REQUIRED TASK: Write out the Nothing to Prove album text word for word, between "Professional ratings" and "and Lou Koller.", inclusive.

EXTRACTED TEXT:
============================================================
Studio album by H_{2}O
- Released: May 27, 2008
- Recorded: January 2008
- Genre: Punk rock
- Label: Bridge 9 Records
- Producer: Chad Gilbert

H_{2}O chronology
| All We Want (2002) | Nothing to Prove (2008) | Don't Forget Your Roots (2011) |

= Nothing to Prove (H2O album) =

2008 studio album by H2O

Nothing to Prove is the fifth studio album by American punk rock band H_{2}O. It was released on May 27, 2008, through Bridge 9 Records. It is the band's first album since 2001's Go, and the first new material since their 2002 EP All We Want. The album hit at #7 on Billboard Top Heatseekers on June 14, 2008.

Toby Morse's son Maximus is featured throughout the album, providing intros/outros to many of the songs.

Professional ratings
Review scores
| Source | Rating |
| AbsolutePunk.net | 82% link^{[link removed]} |
| AllMusic | link |

== Track listing ==

- Notes
The track "Mitts" is a reworked version of the songs "Static", which appeared on their 2002 EP All We Want. The band produced a video for "What Happened" featuring actor Michael Rapaport and musicians Matt Skiba and Lou Koller.
============================================================
RECORDED INFORMATION:
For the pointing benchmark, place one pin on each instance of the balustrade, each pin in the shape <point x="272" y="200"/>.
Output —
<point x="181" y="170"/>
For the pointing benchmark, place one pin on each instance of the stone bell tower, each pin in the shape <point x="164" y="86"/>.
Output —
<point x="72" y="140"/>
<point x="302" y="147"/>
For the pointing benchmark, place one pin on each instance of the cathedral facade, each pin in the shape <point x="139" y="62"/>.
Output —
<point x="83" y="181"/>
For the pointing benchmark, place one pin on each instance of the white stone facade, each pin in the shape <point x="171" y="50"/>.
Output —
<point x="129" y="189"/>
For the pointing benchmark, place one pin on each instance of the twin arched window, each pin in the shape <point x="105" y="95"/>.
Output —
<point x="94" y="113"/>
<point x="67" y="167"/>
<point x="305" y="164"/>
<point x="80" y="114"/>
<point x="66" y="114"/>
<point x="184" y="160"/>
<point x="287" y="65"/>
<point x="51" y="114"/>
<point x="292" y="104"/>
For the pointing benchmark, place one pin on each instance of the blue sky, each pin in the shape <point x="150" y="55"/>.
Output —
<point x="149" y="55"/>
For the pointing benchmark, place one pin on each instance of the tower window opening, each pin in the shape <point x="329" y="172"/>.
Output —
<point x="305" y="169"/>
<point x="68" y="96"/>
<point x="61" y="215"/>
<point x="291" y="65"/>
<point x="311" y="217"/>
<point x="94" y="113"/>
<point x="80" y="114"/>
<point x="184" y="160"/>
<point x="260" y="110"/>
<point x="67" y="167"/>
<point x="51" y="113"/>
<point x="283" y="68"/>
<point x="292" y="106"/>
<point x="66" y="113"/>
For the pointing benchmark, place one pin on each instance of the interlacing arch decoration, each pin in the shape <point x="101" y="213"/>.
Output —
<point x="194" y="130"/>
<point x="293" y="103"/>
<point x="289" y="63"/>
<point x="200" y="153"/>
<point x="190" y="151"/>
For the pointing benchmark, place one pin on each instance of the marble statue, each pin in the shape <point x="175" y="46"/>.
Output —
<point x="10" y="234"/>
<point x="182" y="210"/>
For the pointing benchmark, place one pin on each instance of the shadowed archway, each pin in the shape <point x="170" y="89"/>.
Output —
============================================================
TASK ANSWER:
Professional ratings
Review scores
| Source | Rating |
| AbsolutePunk.net | 82% link^{[link removed]} |
| AllMusic | link |

== Track listing ==

- Notes
The track "Mitts" is a reworked version of the songs "Static", which appeared on their 2002 EP All We Want. The band produced a video for "What Happened" featuring actor Michael Rapaport and musicians Matt Skiba and Lou Koller.